What the task requires: Write out again only the lines running from the one that contains "Query: sleeveless rowing top" to the end of the records below, including both the first and the last.

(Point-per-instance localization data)
====

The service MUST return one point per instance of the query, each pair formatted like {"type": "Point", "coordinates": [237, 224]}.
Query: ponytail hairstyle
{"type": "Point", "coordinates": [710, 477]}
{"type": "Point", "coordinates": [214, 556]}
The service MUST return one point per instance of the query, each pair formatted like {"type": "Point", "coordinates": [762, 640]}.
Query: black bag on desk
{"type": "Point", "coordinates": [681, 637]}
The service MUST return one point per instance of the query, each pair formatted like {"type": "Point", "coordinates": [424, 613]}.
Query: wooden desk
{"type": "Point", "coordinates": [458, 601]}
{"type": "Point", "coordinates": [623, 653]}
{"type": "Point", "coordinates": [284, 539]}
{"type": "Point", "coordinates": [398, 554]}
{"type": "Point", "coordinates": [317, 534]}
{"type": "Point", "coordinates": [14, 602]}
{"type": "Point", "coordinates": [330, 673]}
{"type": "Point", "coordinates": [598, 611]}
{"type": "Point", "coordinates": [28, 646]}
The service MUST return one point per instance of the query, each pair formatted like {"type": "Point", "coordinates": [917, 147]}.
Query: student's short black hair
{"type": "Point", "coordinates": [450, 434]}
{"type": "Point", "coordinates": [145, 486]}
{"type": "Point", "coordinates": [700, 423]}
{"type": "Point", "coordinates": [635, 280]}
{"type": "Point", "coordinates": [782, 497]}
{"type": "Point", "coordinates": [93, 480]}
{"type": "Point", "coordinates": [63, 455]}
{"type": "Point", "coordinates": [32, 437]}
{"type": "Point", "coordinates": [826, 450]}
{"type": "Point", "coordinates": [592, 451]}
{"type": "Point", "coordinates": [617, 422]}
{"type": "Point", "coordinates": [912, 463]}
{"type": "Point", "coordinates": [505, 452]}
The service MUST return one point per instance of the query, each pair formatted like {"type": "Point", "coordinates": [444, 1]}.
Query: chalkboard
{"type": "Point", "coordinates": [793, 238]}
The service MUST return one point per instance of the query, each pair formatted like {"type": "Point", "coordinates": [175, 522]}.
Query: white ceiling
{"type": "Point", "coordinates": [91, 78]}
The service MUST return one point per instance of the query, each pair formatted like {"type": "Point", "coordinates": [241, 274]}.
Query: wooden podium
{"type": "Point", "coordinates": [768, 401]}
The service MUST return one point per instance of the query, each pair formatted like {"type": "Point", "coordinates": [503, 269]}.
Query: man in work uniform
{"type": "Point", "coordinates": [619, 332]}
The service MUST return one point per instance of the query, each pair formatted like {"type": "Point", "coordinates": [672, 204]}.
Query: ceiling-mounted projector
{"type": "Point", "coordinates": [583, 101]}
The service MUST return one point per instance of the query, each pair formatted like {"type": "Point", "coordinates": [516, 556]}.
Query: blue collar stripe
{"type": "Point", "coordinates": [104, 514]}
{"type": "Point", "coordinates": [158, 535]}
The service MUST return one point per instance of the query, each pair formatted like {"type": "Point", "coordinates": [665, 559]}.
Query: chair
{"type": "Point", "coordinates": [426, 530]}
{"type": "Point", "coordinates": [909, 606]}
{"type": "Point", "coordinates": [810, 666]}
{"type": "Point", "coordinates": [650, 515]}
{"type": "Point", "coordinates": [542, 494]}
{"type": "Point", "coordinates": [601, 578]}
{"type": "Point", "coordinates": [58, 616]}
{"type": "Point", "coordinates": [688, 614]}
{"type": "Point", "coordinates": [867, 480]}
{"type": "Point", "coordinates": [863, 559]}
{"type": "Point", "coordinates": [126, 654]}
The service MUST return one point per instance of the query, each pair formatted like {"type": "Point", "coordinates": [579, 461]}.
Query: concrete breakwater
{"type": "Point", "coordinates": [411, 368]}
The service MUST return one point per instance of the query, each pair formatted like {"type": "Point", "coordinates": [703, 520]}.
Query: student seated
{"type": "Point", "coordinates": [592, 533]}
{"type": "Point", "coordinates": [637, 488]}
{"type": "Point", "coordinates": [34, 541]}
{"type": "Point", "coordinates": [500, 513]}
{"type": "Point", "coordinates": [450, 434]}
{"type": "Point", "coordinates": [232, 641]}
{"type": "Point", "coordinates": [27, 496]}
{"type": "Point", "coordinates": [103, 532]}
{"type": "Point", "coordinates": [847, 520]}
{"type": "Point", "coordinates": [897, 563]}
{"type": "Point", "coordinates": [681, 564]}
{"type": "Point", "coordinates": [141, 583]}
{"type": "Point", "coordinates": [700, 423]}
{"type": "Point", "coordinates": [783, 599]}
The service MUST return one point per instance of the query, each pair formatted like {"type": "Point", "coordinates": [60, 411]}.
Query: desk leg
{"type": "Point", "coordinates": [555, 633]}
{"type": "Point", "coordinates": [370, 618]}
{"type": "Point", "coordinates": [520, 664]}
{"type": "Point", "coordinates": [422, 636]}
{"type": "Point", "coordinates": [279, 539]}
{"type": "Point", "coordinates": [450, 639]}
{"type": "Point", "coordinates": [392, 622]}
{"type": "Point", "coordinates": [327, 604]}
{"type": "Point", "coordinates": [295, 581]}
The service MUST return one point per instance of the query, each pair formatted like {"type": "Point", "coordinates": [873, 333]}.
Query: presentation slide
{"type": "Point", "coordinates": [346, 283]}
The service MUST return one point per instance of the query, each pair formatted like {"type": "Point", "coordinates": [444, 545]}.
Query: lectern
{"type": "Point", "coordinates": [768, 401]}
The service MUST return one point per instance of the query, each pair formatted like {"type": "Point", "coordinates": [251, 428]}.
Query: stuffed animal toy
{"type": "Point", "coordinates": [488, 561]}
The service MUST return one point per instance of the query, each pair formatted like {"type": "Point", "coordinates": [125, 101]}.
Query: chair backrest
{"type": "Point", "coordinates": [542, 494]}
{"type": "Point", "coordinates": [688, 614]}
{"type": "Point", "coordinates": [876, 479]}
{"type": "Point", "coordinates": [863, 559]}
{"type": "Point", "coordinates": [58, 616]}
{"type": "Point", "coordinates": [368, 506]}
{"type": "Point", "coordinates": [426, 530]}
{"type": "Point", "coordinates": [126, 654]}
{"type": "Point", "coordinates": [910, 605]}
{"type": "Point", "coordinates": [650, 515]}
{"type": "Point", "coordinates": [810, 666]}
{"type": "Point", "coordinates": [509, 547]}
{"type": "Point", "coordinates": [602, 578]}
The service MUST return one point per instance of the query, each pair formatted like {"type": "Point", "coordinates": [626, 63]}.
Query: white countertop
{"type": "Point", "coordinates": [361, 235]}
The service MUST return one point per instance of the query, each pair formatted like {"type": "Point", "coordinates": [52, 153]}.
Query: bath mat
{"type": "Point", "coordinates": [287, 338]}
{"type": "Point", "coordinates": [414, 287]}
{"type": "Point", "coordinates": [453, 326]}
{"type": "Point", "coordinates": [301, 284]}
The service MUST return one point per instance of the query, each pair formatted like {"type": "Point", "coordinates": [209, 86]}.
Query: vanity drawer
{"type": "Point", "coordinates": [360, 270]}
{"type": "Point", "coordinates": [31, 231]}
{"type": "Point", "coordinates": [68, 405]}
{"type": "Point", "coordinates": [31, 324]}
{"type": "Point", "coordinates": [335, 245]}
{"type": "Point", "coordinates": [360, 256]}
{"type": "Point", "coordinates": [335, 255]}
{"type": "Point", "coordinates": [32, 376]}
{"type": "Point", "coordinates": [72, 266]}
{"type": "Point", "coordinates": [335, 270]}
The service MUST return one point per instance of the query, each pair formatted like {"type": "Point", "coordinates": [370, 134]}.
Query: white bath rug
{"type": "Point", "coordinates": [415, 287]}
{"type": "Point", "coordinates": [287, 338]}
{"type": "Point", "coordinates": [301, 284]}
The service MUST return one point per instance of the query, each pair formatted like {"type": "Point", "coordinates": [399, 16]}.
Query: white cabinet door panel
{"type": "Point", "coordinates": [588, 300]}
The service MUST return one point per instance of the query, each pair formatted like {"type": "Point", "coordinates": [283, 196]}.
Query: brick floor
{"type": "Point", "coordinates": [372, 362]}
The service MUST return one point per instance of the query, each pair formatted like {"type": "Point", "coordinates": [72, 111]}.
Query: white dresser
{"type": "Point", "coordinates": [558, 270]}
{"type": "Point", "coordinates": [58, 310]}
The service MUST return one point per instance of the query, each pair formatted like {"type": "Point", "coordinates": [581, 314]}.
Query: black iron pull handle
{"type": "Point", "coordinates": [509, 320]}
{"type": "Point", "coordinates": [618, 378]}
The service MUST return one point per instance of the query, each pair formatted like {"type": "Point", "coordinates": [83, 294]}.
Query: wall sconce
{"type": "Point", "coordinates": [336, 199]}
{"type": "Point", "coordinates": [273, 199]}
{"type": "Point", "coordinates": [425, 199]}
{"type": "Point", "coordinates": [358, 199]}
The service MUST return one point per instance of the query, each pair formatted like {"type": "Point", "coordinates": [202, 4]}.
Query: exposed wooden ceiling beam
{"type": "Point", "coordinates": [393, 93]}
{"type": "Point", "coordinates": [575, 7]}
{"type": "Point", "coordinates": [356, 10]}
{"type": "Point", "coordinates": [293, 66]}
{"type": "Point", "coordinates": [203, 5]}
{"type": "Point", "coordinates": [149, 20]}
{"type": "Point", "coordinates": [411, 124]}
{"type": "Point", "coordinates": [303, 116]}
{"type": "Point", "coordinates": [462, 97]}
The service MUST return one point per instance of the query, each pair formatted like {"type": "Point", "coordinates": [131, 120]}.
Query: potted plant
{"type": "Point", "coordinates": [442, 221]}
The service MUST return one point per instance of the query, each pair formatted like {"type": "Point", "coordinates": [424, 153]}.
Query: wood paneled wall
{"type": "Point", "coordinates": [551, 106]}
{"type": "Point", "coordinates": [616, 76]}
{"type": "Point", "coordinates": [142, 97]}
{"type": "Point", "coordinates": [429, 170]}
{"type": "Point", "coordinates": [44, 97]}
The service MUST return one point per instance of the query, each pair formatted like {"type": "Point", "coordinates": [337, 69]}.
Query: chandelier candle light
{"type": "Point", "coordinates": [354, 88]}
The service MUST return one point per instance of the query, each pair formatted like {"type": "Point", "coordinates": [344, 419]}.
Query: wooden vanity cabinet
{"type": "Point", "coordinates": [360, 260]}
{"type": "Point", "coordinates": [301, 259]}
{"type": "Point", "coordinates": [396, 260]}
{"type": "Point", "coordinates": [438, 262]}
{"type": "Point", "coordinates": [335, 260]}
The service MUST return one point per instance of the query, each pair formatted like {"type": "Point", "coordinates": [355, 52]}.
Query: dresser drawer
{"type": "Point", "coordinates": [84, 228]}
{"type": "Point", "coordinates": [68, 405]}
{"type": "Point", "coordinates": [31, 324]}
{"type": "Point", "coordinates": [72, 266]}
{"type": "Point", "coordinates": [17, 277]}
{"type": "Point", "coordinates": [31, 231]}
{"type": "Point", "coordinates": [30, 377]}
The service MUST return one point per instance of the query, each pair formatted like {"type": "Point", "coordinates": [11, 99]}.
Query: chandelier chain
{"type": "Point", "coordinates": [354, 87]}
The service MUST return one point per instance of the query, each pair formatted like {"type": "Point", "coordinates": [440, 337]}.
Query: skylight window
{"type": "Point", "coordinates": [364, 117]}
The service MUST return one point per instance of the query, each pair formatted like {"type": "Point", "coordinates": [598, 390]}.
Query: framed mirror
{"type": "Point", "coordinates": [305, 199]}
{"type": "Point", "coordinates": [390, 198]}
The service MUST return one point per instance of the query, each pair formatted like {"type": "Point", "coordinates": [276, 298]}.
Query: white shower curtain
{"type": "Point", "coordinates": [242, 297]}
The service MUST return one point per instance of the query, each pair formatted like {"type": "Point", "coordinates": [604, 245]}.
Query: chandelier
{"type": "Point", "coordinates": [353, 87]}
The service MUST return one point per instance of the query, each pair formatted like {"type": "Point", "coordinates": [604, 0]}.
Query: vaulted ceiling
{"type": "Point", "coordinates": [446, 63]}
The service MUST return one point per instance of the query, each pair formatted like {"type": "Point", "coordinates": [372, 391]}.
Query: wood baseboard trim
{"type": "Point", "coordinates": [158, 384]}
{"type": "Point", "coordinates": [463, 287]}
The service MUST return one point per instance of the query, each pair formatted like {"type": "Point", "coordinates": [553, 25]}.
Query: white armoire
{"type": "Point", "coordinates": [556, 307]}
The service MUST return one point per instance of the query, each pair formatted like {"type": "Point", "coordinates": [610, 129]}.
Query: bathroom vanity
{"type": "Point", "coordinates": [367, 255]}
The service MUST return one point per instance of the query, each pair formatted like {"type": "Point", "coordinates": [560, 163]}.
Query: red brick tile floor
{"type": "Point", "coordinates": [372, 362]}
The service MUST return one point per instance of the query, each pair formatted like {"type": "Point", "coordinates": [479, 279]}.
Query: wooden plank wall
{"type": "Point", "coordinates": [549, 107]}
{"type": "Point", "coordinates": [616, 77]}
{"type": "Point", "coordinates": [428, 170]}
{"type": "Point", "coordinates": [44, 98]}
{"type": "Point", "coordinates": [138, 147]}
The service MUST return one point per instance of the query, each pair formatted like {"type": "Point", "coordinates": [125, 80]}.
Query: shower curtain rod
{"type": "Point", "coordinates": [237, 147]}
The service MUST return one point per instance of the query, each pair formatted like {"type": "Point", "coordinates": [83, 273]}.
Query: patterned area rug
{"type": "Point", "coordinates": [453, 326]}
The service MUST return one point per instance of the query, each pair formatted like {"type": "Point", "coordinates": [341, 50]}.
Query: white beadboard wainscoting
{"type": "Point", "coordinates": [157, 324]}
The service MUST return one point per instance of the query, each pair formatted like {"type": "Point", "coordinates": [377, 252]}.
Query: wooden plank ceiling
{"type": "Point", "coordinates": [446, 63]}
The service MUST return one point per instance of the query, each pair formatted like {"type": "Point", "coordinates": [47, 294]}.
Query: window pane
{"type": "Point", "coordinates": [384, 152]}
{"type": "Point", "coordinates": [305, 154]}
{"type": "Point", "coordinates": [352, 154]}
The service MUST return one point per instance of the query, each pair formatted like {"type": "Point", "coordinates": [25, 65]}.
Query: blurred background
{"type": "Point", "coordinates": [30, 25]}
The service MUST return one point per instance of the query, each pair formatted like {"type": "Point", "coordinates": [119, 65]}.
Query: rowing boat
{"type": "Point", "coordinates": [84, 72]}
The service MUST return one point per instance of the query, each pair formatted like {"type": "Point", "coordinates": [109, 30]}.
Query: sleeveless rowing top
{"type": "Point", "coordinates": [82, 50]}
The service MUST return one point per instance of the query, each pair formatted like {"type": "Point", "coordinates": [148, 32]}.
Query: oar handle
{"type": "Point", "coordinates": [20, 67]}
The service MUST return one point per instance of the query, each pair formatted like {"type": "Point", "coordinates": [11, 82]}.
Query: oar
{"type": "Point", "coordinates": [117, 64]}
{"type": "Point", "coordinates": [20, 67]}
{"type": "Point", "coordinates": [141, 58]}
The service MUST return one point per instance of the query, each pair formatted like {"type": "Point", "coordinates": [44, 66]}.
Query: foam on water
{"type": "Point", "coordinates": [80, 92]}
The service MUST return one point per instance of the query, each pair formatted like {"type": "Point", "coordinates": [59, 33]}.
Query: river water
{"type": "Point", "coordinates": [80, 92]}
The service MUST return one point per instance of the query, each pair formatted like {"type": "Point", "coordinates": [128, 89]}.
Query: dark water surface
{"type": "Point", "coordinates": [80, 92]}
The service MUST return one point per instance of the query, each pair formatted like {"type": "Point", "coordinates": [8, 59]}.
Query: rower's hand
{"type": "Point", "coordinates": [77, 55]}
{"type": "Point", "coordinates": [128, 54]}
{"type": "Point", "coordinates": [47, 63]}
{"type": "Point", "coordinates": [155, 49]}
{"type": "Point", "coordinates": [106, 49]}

====

Answer to this exercise:
Query: sleeveless rowing top
{"type": "Point", "coordinates": [82, 50]}
The service MUST return one point per instance of the query, each pair formatted like {"type": "Point", "coordinates": [148, 32]}.
Query: oar handle
{"type": "Point", "coordinates": [20, 67]}
The service MUST return one point per instance of the query, each pair formatted like {"type": "Point", "coordinates": [11, 82]}.
Query: oar
{"type": "Point", "coordinates": [117, 64]}
{"type": "Point", "coordinates": [20, 67]}
{"type": "Point", "coordinates": [141, 58]}
The service MUST return one point per instance of the query, each pair formatted like {"type": "Point", "coordinates": [44, 66]}.
Query: foam on water
{"type": "Point", "coordinates": [80, 92]}
The service MUST return one point per instance of the query, each pair formatted like {"type": "Point", "coordinates": [59, 33]}.
Query: river water
{"type": "Point", "coordinates": [80, 92]}
The service MUST return one point per instance of the query, each pair formatted like {"type": "Point", "coordinates": [128, 89]}.
Query: dark water surface
{"type": "Point", "coordinates": [80, 92]}
The service MUST return one point per instance of the query, each pair formatted like {"type": "Point", "coordinates": [8, 59]}.
Query: rower's hand
{"type": "Point", "coordinates": [77, 55]}
{"type": "Point", "coordinates": [128, 54]}
{"type": "Point", "coordinates": [47, 63]}
{"type": "Point", "coordinates": [155, 49]}
{"type": "Point", "coordinates": [106, 49]}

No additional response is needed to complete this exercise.